** Start of Raw data **
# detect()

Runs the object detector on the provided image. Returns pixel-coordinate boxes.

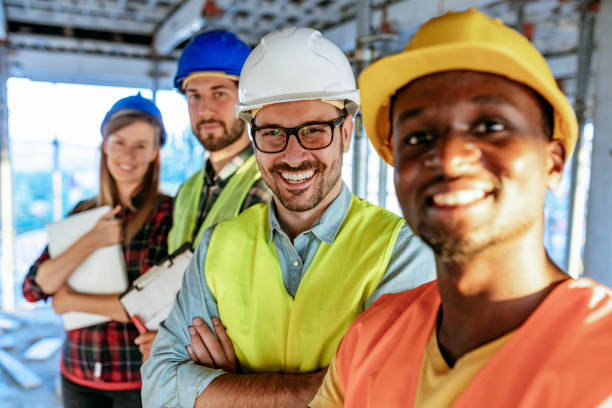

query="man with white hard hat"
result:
[310,9,612,408]
[168,30,272,253]
[143,28,434,407]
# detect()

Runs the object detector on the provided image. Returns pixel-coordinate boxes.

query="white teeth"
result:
[433,190,485,206]
[281,170,314,184]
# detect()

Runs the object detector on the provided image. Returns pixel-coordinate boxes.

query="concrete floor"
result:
[0,302,64,408]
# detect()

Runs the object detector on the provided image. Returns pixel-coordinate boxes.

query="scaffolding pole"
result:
[584,0,612,286]
[564,0,595,278]
[0,41,15,311]
[352,0,371,198]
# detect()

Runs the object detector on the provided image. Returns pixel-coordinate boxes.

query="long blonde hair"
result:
[96,111,162,244]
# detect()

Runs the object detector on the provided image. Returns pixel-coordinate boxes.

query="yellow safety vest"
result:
[204,196,404,373]
[168,155,261,253]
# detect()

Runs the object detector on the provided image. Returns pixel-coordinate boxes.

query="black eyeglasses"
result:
[251,115,346,153]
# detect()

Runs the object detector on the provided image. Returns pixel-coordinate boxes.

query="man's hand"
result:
[134,330,157,363]
[187,317,239,374]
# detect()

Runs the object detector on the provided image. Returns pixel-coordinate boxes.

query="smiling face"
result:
[392,71,565,262]
[102,121,159,186]
[185,76,248,152]
[255,101,353,212]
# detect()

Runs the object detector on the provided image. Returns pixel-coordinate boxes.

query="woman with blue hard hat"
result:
[23,94,172,407]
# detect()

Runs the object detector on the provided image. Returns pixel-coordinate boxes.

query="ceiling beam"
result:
[153,0,206,55]
[6,6,155,35]
[9,49,176,89]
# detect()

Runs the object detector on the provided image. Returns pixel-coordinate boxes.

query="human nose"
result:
[283,133,308,166]
[425,131,482,177]
[198,96,215,118]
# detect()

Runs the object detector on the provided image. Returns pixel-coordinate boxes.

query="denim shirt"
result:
[141,184,435,407]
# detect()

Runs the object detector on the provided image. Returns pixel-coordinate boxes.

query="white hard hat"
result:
[236,27,360,122]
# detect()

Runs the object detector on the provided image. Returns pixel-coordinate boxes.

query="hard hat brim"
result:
[359,41,578,165]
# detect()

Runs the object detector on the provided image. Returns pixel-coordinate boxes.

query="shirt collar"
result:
[204,143,253,185]
[268,182,352,245]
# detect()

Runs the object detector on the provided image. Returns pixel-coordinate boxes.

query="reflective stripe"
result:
[168,155,261,253]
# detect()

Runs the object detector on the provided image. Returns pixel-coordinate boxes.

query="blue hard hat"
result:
[174,30,251,90]
[100,92,166,146]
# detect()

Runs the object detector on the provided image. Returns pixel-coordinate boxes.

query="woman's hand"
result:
[51,284,75,314]
[87,205,123,248]
[134,330,157,363]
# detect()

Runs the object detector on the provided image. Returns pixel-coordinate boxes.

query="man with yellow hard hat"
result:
[143,27,435,408]
[310,10,612,408]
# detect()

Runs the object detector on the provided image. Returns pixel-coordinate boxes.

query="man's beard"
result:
[193,119,245,152]
[266,161,337,212]
[415,210,535,264]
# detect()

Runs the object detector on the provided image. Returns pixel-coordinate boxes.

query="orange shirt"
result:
[313,278,612,408]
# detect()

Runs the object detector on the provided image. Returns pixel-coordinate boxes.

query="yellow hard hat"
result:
[359,9,578,165]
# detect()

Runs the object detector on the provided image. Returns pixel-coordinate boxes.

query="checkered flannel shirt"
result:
[23,195,172,388]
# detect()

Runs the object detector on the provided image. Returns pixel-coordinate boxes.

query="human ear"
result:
[546,139,567,190]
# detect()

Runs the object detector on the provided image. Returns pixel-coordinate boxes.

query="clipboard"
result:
[119,244,193,333]
[45,205,128,330]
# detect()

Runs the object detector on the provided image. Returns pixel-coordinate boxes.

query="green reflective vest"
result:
[204,196,404,373]
[168,155,261,253]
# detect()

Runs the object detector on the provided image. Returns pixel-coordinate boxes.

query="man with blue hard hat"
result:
[168,30,271,253]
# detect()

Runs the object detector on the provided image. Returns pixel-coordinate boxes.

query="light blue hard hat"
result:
[174,30,251,90]
[100,92,166,146]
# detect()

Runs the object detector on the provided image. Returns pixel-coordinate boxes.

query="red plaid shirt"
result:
[23,195,172,390]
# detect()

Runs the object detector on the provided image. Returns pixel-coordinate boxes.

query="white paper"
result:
[46,206,128,330]
[120,250,193,330]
** End of Raw data **
▶ [Request] Reproduce every one of the records above verbatim, leaving the pictures out.

▶ [Final result]
# detect()

Runs the object detector on the provided image. Returns pixel-coordinate boxes.


query="man with white hard hat"
result:
[310,9,612,408]
[168,30,272,253]
[143,28,434,407]
# detect()

Runs the object detector on the provided image. Returns pixel-coordinate boxes.

query="white teeth"
result:
[433,190,485,206]
[281,170,314,184]
# detect()

Runs the object detector on the provided image. Returns pixel-coordinate boxes.

query="concrete floor"
result:
[0,302,64,408]
# detect()

Runs the object detector on the provided image. Returns pixel-coordinate boxes.

query="scaffolding pole"
result:
[584,0,612,286]
[564,0,595,278]
[0,41,15,311]
[352,0,371,198]
# detect()

Runs the object detector on the provided image. Returns pixel-coordinate boxes.

query="long blonde hair"
result:
[96,111,162,244]
# detect()

Runs the object detector on the provided image. Returns pixel-coordinate boxes.

query="yellow safety vest"
result:
[204,196,404,373]
[168,155,261,253]
# detect()

Runs the object detector on the provided image. Returns pixel-coordinate boxes.

query="black eyeglasses"
result:
[251,115,346,153]
# detect()

Runs the object detector on the provided image. Returns pixel-coordinate boxes.

query="man's hand"
result:
[134,330,157,363]
[187,317,239,374]
# detect()

Runs the object detector on the provided image. Returns pixel-coordinate boxes.

query="smiling face"
result:
[392,71,565,262]
[102,121,159,186]
[185,76,248,152]
[255,101,353,212]
# detect()

Runs the object detector on the provided image. Returns pixel-coordinate boxes.

query="woman with blue hard hat"
result:
[23,94,172,407]
# detect()

Runs the object detector on the provided image. Returns pixel-coordinate boxes.

query="ceiling beam"
result:
[153,0,206,55]
[6,6,155,35]
[9,49,176,89]
# detect()

Runs the object detector on the provided image. Returns pixel-coordinate boxes.

query="human nose"
result:
[283,133,308,166]
[425,131,482,177]
[198,96,215,118]
# detect()

Runs the object detector on the provided image. Returns pixel-coordinate boxes.

query="denim shirt"
result:
[141,184,435,407]
# detect()

Runs the object detector on the provided image. Returns pixel-coordinate boxes.

query="white hard hat"
result:
[236,27,360,122]
# detect()

Runs the object detector on the provided image. Returns pixel-coordinate boxes.

query="hard hat brim"
result:
[359,41,578,165]
# detect()

Runs the object detector on the provided image. Returns pixel-coordinate boxes.

query="shirt collar"
result:
[204,143,253,185]
[268,182,352,245]
# detect()

Runs the object detector on the provided image. Returns pixel-coordinate boxes.

query="reflective stripe"
result:
[168,155,261,253]
# detect()

Runs the object detector on the provided image. Returns pixel-coordinate boxes.

query="blue hard hat"
result:
[174,30,251,90]
[100,92,166,146]
# detect()

Runs the object detector on the provided image. Returns pixel-coordinate boxes.

query="woman's hand"
result:
[51,284,75,314]
[87,205,123,248]
[134,330,157,363]
# detect()

Runs the object detector on the provided image. Returns pixel-coordinate boxes.

query="man with yellow hard hat"
result:
[143,27,435,408]
[310,10,612,408]
# detect()

Runs the object detector on the provided image. Returns pixel-coordinate boxes.

query="man's beard"
result:
[193,119,245,152]
[266,161,337,212]
[415,210,535,264]
# detect()

Runs the object detector on the provided image. Returns pixel-coordinate boxes.

query="orange shirt"
result:
[313,278,612,408]
# detect()

Runs the object detector on the provided image. Returns pixel-coordinate boxes.

query="yellow hard hat"
result:
[359,9,578,165]
# detect()

Runs the object detector on the provided image. Returns pixel-coordinate boxes.

query="checkered flannel shirt"
result:
[23,195,172,388]
# detect()

Runs the object detector on the provided image. Returns pixel-coordinate boxes.

query="human ear"
result:
[546,139,567,190]
# detect()

Runs the object detector on the provided image. Returns pixel-coordinate boxes.

query="clipboard"
result:
[119,244,193,333]
[45,205,128,330]
# detect()

Runs the object detector on the provided image. Returns pixel-coordinate boxes.

query="green reflective vest"
result:
[204,196,404,373]
[168,155,261,253]
# detect()

Runs the object detector on the provided image. Returns pixel-coordinate boxes.

query="man with blue hard hat"
result:
[168,30,271,253]
# detect()

Runs the object detector on the provided image. Returns pixel-coordinate boxes.

query="light blue hard hat"
result:
[174,30,251,90]
[100,92,166,146]
# detect()

Runs the object detector on the provided image. Returns pixel-coordinate boxes.

query="red plaid shirt"
result:
[23,195,172,390]
# detect()

Runs the object detector on the provided image. Returns pixel-coordinate boxes.

query="white paper"
result:
[46,206,128,330]
[120,250,193,330]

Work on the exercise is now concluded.